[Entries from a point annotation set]
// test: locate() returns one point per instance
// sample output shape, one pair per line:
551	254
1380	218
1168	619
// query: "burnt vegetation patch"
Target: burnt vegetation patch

--

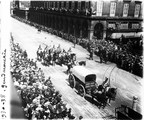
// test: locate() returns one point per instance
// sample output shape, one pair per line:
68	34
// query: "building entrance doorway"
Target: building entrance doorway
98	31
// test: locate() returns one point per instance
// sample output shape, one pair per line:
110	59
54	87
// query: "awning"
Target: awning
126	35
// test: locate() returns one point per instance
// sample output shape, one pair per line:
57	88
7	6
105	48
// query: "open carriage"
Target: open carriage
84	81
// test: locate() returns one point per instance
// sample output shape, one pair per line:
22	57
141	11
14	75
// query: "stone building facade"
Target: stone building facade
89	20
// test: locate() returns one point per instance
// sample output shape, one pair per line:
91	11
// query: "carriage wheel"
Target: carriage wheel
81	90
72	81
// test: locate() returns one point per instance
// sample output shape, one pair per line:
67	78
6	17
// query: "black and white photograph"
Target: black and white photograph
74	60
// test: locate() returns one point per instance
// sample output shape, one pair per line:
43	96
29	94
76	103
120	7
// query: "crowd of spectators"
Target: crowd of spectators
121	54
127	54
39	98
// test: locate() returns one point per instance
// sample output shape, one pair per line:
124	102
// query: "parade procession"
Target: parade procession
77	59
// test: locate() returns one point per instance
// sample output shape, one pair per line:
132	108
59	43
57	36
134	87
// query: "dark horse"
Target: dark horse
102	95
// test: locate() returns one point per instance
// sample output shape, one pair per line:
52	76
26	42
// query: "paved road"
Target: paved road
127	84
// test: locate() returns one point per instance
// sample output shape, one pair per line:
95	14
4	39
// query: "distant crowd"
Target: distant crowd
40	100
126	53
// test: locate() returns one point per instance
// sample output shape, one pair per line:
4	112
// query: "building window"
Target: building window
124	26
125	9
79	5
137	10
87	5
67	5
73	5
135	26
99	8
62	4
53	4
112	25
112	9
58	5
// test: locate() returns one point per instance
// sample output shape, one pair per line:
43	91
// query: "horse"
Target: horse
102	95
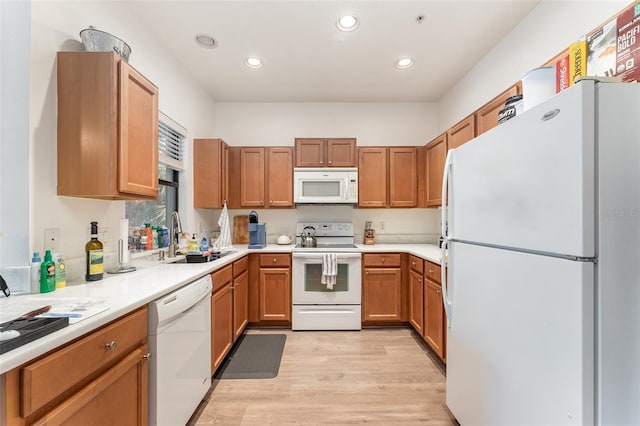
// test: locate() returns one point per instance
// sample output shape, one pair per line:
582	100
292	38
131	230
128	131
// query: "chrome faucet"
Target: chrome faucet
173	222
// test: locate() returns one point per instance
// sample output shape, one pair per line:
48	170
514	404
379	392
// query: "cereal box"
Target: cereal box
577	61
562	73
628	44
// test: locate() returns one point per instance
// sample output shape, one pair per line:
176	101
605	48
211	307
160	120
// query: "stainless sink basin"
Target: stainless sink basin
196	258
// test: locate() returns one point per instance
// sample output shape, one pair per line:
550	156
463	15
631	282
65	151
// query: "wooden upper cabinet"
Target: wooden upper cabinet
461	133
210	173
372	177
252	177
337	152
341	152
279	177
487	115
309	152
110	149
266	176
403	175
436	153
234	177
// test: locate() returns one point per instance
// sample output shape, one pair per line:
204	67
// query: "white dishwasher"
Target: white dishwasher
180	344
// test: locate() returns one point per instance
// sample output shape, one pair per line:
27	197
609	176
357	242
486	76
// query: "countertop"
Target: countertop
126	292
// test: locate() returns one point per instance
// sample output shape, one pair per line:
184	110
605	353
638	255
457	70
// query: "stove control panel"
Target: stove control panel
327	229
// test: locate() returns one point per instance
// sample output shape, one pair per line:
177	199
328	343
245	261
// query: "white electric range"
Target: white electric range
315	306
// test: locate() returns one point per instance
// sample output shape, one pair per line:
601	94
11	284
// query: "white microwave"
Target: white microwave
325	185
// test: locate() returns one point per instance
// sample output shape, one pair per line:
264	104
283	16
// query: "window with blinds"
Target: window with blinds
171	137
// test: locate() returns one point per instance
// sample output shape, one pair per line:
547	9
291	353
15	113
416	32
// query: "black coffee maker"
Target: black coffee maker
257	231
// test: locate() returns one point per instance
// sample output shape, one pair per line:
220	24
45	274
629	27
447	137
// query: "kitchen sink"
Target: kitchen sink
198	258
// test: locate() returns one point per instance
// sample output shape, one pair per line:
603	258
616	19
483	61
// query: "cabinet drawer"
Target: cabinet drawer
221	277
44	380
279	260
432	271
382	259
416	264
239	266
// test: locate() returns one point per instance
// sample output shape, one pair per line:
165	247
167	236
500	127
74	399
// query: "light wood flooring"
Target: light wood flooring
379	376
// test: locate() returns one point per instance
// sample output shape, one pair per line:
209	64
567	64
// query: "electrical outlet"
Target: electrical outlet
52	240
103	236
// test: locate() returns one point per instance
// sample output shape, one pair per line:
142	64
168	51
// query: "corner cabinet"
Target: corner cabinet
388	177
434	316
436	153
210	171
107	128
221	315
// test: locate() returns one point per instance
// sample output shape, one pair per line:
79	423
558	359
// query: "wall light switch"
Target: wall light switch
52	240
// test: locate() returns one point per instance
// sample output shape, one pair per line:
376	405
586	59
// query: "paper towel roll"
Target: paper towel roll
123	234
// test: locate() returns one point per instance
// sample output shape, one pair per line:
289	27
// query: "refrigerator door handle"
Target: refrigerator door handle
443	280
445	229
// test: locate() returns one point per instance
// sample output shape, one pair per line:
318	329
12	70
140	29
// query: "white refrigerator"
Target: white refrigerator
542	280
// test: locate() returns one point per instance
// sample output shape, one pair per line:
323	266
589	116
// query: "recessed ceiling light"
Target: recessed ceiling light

...

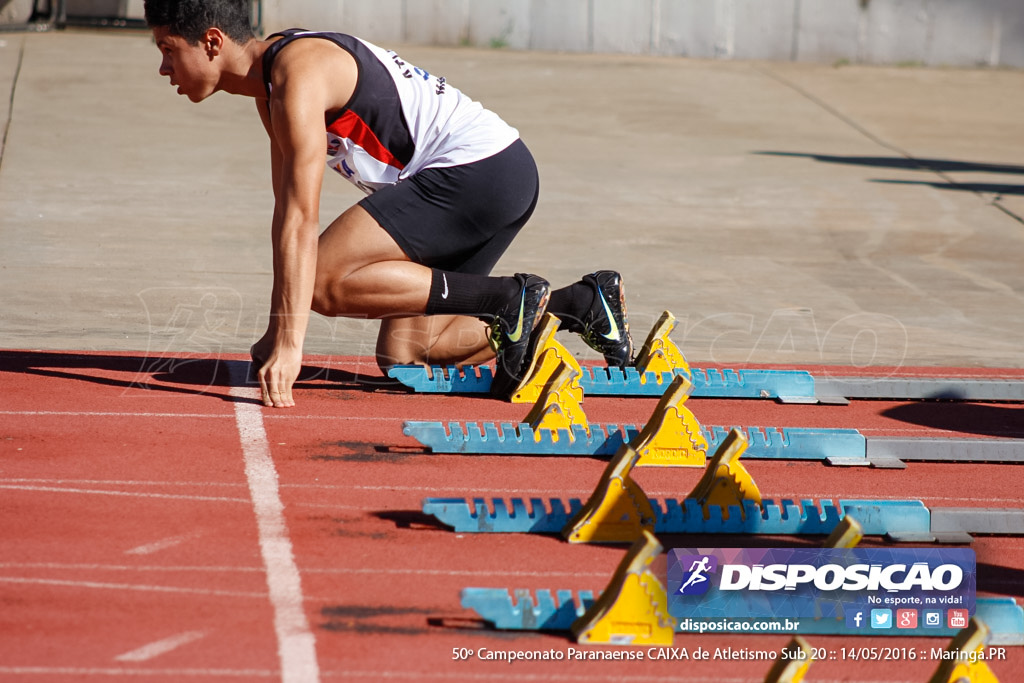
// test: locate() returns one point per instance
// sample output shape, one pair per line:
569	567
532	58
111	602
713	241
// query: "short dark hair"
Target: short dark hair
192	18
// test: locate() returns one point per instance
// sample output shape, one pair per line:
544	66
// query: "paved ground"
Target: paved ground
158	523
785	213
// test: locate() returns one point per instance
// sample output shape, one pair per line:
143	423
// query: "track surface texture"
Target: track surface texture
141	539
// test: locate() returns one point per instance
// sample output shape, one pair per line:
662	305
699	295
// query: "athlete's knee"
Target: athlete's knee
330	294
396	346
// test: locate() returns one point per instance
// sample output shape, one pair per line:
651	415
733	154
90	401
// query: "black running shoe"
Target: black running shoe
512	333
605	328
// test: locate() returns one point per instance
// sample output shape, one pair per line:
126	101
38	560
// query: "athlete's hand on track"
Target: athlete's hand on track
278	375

* Exercise instructions *
Select every line of the material above that contains the string "sink", and copy each one out. Matching is case-sensitive.

* Answer *
// query: "stainless sink basin"
Target: stainless sink basin
// query: "kitchen sink"
Target: kitchen sink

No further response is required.